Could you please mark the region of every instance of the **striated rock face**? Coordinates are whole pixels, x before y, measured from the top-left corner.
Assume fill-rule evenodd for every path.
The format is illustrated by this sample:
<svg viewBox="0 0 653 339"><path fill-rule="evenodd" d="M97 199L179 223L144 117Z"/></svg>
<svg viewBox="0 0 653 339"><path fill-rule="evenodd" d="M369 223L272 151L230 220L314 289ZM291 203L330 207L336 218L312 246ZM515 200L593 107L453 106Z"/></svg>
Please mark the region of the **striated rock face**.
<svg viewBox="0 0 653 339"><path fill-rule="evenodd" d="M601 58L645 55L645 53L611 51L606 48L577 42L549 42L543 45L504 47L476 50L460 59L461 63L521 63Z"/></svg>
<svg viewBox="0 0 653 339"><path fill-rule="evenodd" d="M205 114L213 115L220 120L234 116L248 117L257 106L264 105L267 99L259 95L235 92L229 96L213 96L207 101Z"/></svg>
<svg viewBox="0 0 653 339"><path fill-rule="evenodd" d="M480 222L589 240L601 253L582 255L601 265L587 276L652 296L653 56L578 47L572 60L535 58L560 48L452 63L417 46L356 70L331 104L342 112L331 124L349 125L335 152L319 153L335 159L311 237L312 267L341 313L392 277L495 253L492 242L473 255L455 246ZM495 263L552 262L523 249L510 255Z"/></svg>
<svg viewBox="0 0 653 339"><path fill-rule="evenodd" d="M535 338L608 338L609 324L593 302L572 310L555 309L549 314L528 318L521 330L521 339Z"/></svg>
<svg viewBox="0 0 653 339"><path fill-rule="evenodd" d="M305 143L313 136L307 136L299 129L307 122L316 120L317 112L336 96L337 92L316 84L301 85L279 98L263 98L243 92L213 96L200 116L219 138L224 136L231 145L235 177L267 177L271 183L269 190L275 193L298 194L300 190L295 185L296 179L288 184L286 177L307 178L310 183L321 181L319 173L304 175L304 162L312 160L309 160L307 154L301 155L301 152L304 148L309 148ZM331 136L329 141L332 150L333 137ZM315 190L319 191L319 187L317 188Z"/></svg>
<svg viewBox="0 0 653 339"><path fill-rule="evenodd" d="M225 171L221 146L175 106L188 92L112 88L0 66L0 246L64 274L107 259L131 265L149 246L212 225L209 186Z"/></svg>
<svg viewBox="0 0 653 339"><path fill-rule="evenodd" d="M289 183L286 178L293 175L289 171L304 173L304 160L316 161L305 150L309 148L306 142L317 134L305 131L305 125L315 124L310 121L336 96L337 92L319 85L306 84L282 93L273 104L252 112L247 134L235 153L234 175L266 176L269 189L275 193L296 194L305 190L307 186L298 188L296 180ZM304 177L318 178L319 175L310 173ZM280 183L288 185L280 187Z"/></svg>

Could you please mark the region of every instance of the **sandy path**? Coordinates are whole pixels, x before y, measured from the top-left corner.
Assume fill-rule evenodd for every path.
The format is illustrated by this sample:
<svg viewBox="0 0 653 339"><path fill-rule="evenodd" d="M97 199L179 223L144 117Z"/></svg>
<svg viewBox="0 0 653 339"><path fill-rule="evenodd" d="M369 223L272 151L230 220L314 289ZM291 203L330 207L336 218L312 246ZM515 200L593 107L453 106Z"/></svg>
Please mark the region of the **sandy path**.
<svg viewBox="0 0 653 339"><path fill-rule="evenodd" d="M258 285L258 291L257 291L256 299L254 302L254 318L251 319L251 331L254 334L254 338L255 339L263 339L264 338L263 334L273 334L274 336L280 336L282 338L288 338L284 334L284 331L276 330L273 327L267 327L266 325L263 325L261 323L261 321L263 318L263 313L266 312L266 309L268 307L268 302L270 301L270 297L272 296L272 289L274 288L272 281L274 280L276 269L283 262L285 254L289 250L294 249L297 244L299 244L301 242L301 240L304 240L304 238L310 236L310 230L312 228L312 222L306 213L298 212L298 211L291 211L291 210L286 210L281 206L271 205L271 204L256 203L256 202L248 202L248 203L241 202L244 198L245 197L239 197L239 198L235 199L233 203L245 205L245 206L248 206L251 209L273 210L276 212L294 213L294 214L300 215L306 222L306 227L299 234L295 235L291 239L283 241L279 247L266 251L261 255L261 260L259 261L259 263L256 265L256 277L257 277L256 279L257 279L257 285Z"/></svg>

++++++

What to work on :: Recast every line of the records above as a JSON list of strings, one string per line, and leave out the blank lines.

Answer to this exercise ::
[
  "Could you please mark the region of every instance of the **striated rock face**? Coordinates are whole pixels, x before y, measured from the top-left corner.",
  "Assume fill-rule evenodd for every path.",
  "The format is illustrated by this sample:",
  "<svg viewBox=\"0 0 653 339\"><path fill-rule=\"evenodd\" d=\"M97 199L179 223L144 117Z\"/></svg>",
  "<svg viewBox=\"0 0 653 339\"><path fill-rule=\"evenodd\" d=\"M369 223L272 151L230 220L314 289ZM291 203L330 207L336 218L312 246ZM515 200L593 107L453 106Z\"/></svg>",
  "Please mark the region of the **striated rock face**.",
  "<svg viewBox=\"0 0 653 339\"><path fill-rule=\"evenodd\" d=\"M601 58L645 55L645 53L611 51L606 48L577 42L549 42L543 45L504 47L476 50L460 59L461 63L521 63Z\"/></svg>",
  "<svg viewBox=\"0 0 653 339\"><path fill-rule=\"evenodd\" d=\"M205 114L213 115L220 120L234 116L248 117L257 106L264 105L267 99L259 95L235 92L229 96L213 96L207 101Z\"/></svg>",
  "<svg viewBox=\"0 0 653 339\"><path fill-rule=\"evenodd\" d=\"M480 222L589 240L601 253L582 255L601 265L587 276L652 296L653 56L578 47L572 60L535 58L560 48L452 63L417 46L356 70L331 104L342 112L331 124L349 125L335 152L319 153L335 159L311 237L312 267L341 313L392 277L495 253L492 242L473 255L455 246ZM495 263L552 262L523 249L510 255Z\"/></svg>",
  "<svg viewBox=\"0 0 653 339\"><path fill-rule=\"evenodd\" d=\"M535 338L608 338L609 324L593 302L572 310L555 309L549 314L528 318L521 330L521 339Z\"/></svg>",
  "<svg viewBox=\"0 0 653 339\"><path fill-rule=\"evenodd\" d=\"M305 143L313 136L307 136L299 129L307 122L316 120L317 112L336 96L337 92L316 84L301 85L279 98L263 98L243 92L213 96L200 116L219 138L224 136L231 145L235 177L267 177L271 183L269 190L275 193L298 194L300 190L295 185L296 179L288 184L286 177L307 178L310 183L321 181L319 173L304 175L304 162L312 160L309 160L307 154L301 155L301 152L304 148L309 148ZM331 136L329 141L332 150L333 137ZM315 190L319 191L319 187L317 188Z\"/></svg>",
  "<svg viewBox=\"0 0 653 339\"><path fill-rule=\"evenodd\" d=\"M225 171L221 146L175 106L188 92L112 88L0 66L0 246L64 274L107 259L131 265L149 246L212 225L209 186Z\"/></svg>",
  "<svg viewBox=\"0 0 653 339\"><path fill-rule=\"evenodd\" d=\"M289 183L286 178L293 175L289 171L304 173L304 160L316 161L305 150L309 148L306 142L317 134L305 131L305 125L315 124L310 121L336 96L337 92L319 85L306 84L282 93L273 104L252 112L247 134L235 153L234 175L266 176L269 189L275 193L296 194L305 190L307 186L298 188L296 180ZM304 177L318 178L319 175L310 173ZM280 183L288 185L280 187Z\"/></svg>",
  "Could you please mark the region of every instance of the **sandy path**? Coordinates are whole pixels, x before y, measured from the top-left corner.",
  "Assume fill-rule evenodd for every path.",
  "The format is illustrated by this sample:",
  "<svg viewBox=\"0 0 653 339\"><path fill-rule=\"evenodd\" d=\"M97 199L179 223L144 117Z\"/></svg>",
  "<svg viewBox=\"0 0 653 339\"><path fill-rule=\"evenodd\" d=\"M369 223L272 151L230 220L314 289ZM291 203L330 207L336 218L312 246ZM515 200L593 107L453 106Z\"/></svg>",
  "Please mark the region of the **sandy path**.",
  "<svg viewBox=\"0 0 653 339\"><path fill-rule=\"evenodd\" d=\"M258 285L258 291L257 291L256 299L254 302L254 318L251 319L251 331L254 334L254 338L255 339L263 339L264 338L263 334L273 334L274 336L280 336L282 338L288 338L284 334L284 331L276 330L273 327L267 327L266 325L263 325L261 323L261 321L263 318L263 313L266 312L266 309L268 307L268 302L270 301L270 297L272 296L272 289L274 288L272 281L274 280L276 269L283 262L285 254L289 250L294 249L297 244L299 244L301 242L301 240L304 240L304 238L310 236L310 230L312 228L312 222L306 213L298 212L298 211L291 211L291 210L286 210L281 206L271 205L271 204L256 203L256 202L248 202L248 203L241 202L244 198L245 197L239 197L239 198L235 199L233 203L245 205L245 206L248 206L251 209L273 210L276 212L294 213L294 214L300 215L306 222L306 227L299 234L295 235L291 239L283 241L279 247L266 251L261 255L261 260L259 261L259 263L256 265L256 277L257 277L256 279L257 279L257 285Z\"/></svg>"
]